### Passage provided
Friday, September 10, 2010

HELP, The Other 4-Letter Word

Okay listen up all! Please stop dropping the "H" bomb around Dad; the only 4-letter word that literally sends him over the coo-coos nests. Debbie once commented, quite benignly I might add, "Angie stays at your house during the week to help you." Using the word "Help" was like dropping the "F" bomb, wrong word. He was off and running. "I don't need any help. I do everything for myself now." Shuttin' down the motor on his mouth after the "H" word is out is the barn door, horse analogy. Sorry, never lived on a farm, so not quite sure how that goes, but you get it. Right? Yeah. Dad says, "Matter of fact, I don't even know why she stays here and pays rent somewhere else. Doesn't make sense." Dad puts emphasis on a specific word every now and then for no other reason than he likes to raise his voice along with his blood pressure to emphasize a point, or two, or three. "She doesn't do anything. And she gets up really early. What's that all about?" By the tone in his voice it's like he's completely baffled, with no idea at all why I would have a credible reason for, in his thinking, such unusual behavior. Um...I need to be at work at 7:00am Dad. "Then after work she walks in the house and fiddles in the kitchen. I don't know what she's doing." There's no fiddlin' going on. Just washing some dirty dishes, pots and pans. That's all. He's always suspicious of everything and everyone. "And she goes to bed as soon as she gets home. What's that all about?" He says that a lot. Okay, I live in Tacoma, work in Seattle, so getting up when the frickin' rooster crows...Hello!...makes perfect sense, DAD!

So for the record, Dad's record, I don't do quat at Dad's anymore. For the most part, he is taking care of his personal health needs, grocery shopping, driving himself to and from his doctor's appointments and cooking his own meals. I provide a few amenities like having coffee peculating in the morning--and Dad will tell you that sometimes I forget to do even that--I take out the garbage and clean the kitchen. And I have to add that it's not that he can't do these things-he can--I just like to (insert said word discreetly) where I can. Oh yes, I also arrange his medications for the week in a nice little organizer Jean bought him. So see...I'm doing very little these days. And considering how far he's come since the surgery, I'm okay with that. We met our objective to get him on his feet. I still like to stay at Dad's during the week...because...well, I worry, and I don't like him to be alone at night. I will admit though, verbal communication between us is limited. I walk in the door and speak on the run, "Hey dad, how ya doing?" He usually yells something back, "Fine." Very short and clipped. Shoot, I've gotta keep it short 'cause Dad can talk you comatose. Can't handle it after working all day. I hit the stairs real fast and climb into bed for sleezy my neezy. Oh...still hip.

So there you have it. Watch your dirty mouths around Dad; using the "H" bomb gets him all worked up. To Dad, insinuating that he may need a little (you know) is paramount to saying he's completely debilitated and ready to be put away somewhere. His biggest fear. With Dad, his pride gets in the way sometimes and we just gotta find ways to work around it. It's challenging, oh yeah it is. But that's how we do when we care enough, to care enough, about how someone else feels. He's our Dad after all, and we love 'em even when he's a cranky old butt.

Here's my disclaimer: I was not in the room during the aforementioned dialogue and scenerios referenced in my post. However, the information I've gathered was provided to me by reputable sources, the names of which will not be disclosed. Besides, I know Dad's m.o. If my sources say he said it, he did. So there.

### Task A
In the post about Dad and the word "help," rewrite the part that opens with the words containing "Here's my disclaimer: I" and closes with "did. So there.", changing "reputable sources" to "trusted sources".
### Task B
Answer these from the post about Dad and the word "help":
(i) In which cities does the writer live and work?
(ii) What time does the writer need to be at work?
(iii) Who bought the organizer for Dad's medications?
### Task C
Does the post about Dad and the word "help" support each statement? Answer yes or no and quote the words that settle it.
(i) The writer was in the room during the conversation described.
(ii) Dad drives himself to his doctor's appointments.
(iii) The writer stays at Dad's house on weekends.

### Extracted information
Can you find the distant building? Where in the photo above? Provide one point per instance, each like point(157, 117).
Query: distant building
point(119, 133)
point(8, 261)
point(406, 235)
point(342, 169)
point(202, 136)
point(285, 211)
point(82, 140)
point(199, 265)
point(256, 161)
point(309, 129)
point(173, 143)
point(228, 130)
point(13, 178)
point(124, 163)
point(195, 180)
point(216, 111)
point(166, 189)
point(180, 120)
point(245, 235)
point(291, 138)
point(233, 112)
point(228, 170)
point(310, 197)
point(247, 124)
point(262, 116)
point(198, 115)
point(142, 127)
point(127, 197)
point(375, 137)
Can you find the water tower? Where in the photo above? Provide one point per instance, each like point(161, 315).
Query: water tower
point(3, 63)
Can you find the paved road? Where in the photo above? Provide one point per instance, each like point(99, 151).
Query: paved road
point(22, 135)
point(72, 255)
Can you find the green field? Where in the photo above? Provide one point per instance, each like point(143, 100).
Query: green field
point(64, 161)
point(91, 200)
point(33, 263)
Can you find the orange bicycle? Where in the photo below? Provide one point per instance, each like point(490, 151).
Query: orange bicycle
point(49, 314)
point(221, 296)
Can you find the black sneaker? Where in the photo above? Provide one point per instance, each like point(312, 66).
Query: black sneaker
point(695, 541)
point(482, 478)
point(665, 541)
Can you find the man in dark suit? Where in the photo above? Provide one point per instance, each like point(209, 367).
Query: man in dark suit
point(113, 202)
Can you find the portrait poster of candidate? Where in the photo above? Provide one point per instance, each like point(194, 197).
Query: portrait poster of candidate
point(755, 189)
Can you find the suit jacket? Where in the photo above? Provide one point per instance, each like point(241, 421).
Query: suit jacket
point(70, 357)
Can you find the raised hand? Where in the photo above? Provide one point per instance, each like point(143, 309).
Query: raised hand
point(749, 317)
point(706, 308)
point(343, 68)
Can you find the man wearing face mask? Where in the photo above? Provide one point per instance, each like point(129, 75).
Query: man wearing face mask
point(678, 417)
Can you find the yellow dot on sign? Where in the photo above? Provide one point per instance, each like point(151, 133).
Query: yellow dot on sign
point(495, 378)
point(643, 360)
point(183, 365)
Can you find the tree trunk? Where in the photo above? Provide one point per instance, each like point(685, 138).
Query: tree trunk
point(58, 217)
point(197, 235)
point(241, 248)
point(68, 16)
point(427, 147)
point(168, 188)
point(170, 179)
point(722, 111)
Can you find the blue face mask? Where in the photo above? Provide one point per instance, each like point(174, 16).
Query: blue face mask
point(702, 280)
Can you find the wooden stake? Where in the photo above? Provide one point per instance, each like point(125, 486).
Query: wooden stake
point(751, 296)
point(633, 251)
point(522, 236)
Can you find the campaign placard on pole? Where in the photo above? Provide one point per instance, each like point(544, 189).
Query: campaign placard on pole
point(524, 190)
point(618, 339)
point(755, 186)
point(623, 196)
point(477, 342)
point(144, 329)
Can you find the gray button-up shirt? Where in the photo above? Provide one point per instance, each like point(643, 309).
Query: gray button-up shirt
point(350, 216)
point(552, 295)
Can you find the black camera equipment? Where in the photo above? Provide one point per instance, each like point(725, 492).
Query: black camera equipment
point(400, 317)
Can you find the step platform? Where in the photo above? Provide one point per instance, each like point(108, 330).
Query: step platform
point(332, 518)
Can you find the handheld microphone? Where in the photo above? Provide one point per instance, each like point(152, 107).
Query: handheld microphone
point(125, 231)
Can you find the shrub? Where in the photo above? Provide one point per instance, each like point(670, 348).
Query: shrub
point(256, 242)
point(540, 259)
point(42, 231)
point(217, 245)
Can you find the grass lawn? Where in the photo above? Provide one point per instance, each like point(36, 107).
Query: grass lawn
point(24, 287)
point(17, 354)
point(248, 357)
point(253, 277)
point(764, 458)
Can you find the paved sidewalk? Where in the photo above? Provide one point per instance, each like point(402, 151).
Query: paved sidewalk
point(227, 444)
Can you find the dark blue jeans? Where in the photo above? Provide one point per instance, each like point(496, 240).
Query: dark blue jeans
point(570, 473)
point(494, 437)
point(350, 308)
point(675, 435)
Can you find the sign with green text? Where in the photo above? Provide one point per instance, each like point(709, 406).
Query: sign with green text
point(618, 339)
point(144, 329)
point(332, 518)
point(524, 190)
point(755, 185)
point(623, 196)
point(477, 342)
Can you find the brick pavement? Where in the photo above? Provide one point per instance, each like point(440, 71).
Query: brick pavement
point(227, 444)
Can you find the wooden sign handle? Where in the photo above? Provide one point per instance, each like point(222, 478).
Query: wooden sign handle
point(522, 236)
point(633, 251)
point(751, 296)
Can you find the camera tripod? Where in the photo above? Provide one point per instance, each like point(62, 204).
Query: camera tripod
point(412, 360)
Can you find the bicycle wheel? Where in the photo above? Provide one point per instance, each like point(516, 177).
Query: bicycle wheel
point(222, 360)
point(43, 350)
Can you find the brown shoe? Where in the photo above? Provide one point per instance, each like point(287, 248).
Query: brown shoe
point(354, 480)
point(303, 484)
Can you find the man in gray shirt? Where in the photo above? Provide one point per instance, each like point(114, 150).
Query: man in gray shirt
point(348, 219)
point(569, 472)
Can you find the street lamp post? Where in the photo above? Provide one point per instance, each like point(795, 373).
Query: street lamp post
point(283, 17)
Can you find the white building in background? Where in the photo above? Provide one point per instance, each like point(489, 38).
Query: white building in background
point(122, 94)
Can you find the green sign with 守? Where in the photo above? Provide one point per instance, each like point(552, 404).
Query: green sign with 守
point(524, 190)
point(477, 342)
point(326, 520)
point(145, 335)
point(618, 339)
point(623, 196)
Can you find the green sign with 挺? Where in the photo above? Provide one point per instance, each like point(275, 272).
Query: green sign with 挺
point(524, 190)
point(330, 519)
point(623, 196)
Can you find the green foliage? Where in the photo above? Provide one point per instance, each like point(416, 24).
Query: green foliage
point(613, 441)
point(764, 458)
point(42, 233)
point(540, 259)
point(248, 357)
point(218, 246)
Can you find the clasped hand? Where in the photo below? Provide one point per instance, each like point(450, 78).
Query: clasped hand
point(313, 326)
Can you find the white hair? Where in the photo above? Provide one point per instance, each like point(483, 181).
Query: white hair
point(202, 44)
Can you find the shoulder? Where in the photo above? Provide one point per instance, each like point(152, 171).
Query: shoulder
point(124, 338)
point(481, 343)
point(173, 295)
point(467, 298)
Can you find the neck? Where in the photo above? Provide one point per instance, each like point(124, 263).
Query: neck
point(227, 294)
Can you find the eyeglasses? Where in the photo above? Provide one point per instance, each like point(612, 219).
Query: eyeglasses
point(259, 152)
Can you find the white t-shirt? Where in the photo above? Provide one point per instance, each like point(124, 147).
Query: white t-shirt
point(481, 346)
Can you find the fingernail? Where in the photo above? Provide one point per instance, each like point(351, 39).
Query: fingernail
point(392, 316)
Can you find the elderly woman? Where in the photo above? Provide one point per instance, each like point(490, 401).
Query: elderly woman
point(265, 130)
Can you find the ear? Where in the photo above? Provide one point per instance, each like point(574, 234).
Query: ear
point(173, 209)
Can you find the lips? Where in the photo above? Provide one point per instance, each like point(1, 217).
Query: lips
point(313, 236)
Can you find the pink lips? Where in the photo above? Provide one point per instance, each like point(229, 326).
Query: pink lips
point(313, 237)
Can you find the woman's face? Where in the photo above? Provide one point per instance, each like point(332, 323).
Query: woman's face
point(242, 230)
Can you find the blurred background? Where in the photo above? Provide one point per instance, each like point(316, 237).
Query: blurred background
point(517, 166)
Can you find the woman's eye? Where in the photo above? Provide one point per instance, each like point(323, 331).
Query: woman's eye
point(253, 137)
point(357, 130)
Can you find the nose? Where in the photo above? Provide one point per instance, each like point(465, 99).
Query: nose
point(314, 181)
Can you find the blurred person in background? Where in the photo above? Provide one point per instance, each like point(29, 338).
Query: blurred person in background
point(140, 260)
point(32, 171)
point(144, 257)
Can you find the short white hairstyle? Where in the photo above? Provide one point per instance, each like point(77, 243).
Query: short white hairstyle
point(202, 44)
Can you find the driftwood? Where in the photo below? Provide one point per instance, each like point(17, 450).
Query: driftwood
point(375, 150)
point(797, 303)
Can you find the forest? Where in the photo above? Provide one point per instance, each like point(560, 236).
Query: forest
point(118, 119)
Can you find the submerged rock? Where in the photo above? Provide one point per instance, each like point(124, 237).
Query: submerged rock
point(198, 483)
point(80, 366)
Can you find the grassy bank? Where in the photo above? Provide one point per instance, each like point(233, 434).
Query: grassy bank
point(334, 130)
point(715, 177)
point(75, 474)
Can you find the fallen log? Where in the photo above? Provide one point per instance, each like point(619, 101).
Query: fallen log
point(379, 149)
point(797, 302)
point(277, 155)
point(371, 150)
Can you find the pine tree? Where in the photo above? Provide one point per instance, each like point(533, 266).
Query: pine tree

### Exercise solution A
Here's my disclaimer: I was not in the room during the aforementioned dialogue and scenerios referenced in my post. However, the information I've gathered was provided to me by trusted sources, the names of which will not be disclosed. Besides, I know Dad's m.o. If my sources say he said it, he did. So there.

### Exercise solution B
(i) The writer lives in Tacoma and works in Seattle.
(ii) 7:00am.
(iii) Jean.

### Exercise solution C
(i) No: "I was not in the room during the aforementioned dialogue"
(ii) Yes: "driving himself to and from his doctor's appointments"
(iii) No: "I still like to stay at Dad's during the week"